YOUR OBJECTIVE | Filter the listing for lines containing "green".

======

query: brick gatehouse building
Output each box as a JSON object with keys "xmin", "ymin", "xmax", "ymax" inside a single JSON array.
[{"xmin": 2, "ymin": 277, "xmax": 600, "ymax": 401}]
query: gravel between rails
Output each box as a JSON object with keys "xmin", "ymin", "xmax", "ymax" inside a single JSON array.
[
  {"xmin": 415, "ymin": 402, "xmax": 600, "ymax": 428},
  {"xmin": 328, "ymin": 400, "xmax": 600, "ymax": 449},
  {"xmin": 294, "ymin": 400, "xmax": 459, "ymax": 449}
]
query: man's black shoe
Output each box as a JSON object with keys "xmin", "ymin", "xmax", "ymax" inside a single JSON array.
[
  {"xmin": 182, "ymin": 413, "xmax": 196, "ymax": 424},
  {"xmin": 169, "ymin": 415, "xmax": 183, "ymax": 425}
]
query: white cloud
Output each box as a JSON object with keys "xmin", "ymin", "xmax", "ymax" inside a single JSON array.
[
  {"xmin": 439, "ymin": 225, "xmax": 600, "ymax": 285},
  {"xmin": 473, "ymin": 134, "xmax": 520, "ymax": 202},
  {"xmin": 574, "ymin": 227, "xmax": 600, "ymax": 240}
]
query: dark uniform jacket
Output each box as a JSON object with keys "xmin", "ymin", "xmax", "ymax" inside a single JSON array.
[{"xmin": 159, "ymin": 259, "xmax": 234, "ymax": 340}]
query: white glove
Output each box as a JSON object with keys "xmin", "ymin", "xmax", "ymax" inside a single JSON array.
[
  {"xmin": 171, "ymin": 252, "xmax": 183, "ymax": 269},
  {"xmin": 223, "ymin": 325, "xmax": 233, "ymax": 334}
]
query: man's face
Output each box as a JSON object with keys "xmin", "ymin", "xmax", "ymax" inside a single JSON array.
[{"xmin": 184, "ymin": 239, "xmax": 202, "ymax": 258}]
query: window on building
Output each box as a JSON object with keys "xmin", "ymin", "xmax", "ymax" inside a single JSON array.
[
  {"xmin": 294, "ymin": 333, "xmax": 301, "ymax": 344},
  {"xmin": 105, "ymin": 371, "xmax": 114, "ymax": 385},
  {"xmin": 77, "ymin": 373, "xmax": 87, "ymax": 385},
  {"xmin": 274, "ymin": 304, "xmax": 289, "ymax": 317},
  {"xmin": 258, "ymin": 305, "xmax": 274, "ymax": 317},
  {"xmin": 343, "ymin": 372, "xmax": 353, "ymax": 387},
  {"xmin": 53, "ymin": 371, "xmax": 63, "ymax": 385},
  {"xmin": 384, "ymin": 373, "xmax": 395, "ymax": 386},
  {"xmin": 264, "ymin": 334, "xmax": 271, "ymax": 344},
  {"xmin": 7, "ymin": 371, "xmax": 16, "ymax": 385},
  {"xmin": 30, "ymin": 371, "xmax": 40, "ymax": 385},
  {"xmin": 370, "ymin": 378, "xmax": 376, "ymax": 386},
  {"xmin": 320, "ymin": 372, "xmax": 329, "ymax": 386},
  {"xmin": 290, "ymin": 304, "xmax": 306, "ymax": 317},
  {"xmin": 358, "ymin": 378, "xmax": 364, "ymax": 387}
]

======

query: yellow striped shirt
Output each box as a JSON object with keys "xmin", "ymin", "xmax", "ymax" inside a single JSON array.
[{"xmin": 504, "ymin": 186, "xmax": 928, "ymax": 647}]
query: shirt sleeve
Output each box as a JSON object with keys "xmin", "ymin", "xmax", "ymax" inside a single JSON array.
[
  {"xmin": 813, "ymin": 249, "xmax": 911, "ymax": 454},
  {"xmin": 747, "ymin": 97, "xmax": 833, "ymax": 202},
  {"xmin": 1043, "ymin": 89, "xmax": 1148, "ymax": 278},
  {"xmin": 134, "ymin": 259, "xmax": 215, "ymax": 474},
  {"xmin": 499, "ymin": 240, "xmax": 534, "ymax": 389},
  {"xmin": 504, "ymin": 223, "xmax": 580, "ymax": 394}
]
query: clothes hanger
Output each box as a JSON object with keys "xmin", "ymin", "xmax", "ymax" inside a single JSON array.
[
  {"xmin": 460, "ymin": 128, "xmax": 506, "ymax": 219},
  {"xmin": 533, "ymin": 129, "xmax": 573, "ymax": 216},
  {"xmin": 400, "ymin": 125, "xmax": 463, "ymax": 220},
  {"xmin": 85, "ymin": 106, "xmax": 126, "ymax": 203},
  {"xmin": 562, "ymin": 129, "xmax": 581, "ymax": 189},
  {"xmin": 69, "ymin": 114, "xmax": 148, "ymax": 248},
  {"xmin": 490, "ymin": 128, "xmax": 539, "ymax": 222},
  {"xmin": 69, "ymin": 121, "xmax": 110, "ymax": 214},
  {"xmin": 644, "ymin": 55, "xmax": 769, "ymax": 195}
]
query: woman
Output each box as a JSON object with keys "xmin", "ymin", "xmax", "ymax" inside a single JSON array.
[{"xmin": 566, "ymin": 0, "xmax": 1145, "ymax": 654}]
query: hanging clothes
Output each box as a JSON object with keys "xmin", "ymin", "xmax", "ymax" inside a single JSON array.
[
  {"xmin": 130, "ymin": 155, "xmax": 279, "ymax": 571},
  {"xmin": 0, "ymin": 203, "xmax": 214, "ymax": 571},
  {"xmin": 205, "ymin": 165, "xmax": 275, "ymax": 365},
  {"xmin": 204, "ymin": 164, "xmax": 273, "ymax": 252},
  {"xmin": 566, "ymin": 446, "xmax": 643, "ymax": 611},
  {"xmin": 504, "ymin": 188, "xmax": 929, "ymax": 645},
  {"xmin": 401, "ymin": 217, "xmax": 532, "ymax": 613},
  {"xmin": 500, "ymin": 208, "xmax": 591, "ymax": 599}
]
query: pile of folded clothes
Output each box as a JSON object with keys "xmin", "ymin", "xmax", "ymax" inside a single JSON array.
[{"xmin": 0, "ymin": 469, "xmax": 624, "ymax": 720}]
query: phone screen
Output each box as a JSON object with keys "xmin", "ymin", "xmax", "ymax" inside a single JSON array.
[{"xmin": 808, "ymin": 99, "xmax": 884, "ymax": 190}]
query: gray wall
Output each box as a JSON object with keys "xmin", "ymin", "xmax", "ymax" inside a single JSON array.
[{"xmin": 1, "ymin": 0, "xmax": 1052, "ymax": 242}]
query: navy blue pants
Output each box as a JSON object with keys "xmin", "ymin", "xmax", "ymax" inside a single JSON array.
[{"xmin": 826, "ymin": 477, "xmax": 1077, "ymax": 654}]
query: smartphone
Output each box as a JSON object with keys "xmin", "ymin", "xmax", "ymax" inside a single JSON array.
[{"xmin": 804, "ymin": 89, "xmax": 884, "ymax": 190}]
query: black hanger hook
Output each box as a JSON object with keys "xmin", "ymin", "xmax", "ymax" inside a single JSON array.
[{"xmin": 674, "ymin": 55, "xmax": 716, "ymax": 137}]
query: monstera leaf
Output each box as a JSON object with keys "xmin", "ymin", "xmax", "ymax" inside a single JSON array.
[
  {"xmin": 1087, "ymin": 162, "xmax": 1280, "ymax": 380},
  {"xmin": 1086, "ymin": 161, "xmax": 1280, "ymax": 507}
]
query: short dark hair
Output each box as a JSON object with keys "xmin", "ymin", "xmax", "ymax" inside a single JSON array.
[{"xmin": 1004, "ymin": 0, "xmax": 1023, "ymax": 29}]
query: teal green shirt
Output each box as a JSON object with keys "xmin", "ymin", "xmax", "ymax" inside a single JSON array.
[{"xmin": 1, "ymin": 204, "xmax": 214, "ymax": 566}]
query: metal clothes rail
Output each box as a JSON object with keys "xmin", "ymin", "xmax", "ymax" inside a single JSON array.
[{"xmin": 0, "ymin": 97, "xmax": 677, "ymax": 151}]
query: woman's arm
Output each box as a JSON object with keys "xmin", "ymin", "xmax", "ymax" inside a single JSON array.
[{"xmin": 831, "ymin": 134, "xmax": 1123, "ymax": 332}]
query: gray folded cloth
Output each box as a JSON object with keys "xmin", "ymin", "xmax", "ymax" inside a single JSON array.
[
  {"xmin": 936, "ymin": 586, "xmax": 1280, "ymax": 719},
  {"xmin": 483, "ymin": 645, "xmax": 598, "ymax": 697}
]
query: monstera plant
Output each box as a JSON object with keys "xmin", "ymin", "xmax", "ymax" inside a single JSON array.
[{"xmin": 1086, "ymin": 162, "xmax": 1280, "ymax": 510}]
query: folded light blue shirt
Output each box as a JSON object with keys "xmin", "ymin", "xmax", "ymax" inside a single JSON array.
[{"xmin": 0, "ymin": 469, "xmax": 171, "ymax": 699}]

======

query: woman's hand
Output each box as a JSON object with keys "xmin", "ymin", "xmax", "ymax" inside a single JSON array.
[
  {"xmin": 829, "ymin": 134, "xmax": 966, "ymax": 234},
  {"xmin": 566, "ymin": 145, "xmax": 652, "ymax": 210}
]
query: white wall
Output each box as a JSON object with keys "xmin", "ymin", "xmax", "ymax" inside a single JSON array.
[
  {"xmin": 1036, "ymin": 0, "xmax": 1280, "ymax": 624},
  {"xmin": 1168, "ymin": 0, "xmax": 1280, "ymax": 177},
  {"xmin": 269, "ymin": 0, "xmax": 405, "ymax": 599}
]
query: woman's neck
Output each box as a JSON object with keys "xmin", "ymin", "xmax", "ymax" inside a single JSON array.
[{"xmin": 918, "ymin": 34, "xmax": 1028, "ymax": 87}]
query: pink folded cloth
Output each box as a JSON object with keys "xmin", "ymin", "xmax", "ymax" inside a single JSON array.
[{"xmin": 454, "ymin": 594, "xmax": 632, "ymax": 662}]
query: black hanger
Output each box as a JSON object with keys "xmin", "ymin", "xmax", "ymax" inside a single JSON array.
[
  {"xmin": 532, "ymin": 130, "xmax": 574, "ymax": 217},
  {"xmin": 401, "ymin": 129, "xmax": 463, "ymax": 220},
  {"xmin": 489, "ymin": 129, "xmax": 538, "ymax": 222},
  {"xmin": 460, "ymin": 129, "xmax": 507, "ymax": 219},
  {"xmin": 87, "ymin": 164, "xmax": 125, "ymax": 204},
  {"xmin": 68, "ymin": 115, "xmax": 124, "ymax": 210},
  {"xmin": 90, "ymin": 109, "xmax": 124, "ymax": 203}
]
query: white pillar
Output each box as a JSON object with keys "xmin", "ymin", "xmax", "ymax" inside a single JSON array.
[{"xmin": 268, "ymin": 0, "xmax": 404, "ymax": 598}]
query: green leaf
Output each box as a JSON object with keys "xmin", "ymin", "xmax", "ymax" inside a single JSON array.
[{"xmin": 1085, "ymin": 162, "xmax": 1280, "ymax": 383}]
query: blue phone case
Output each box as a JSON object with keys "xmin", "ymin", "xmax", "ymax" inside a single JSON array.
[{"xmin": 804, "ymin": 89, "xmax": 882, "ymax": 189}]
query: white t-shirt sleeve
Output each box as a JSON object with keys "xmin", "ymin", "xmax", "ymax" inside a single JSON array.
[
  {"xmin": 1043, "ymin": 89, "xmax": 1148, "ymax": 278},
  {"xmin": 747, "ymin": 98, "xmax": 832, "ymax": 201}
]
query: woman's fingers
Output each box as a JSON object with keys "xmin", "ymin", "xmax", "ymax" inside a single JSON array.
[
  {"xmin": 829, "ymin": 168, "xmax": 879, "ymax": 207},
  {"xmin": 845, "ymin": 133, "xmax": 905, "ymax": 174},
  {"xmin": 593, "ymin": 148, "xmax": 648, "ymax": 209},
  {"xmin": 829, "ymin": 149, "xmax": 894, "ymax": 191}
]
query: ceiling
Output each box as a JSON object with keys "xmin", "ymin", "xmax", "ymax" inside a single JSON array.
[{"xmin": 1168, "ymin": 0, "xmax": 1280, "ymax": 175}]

======

THE ANSWER |
query: teal green shirt
query: green leaf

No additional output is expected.